(Entries taken from a collection)
□ □ □ □
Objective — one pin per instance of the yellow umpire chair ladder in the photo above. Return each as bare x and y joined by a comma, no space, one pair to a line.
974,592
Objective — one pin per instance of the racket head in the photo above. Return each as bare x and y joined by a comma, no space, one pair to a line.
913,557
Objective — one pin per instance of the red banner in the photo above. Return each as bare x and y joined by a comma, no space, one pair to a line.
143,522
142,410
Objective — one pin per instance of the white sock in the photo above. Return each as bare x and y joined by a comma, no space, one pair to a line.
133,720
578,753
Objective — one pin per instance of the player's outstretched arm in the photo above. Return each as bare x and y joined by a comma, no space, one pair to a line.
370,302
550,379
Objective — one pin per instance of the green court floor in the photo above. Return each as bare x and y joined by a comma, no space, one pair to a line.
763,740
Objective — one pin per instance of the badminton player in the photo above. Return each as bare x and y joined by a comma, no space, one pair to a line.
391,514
□ □ □ □
What you will do:
Every record above is to be given again precisely.

Result of the task:
Objective — one pin per instance of the yellow umpire chair ladder in the photo above. Return each as bare x and y joined by a comma, no space, one pair to a line.
974,592
Objective — one pin per instance of the racket head in the photo above. Return each as bare x and y joined by a comma, no space, one pair to a line.
913,557
Objective — one pin per instance of the red banner in the photo above. Return each as bare x and y joined by a comma, no space, one pair to a line.
143,522
142,410
Objective — one pin per instance of the white sock in the photo above. Return each as bare x and y joined by a comma, no space, one pair to a line.
133,720
578,753
Objective — one pin per instance of the player's outstretched arm in the photo above. Return each as bare x and y joined by a comma, no space, one pair to a line.
370,302
550,379
Objective — one pin per instance of the green court floor in the photo above. Return each as bare x and y joined by a comma, no space, one pair to a line.
763,740
Objective — one pin per instance of the badminton player in the photo above. Return each as bare x and y joined by a comma, no space, one pair to a line.
391,514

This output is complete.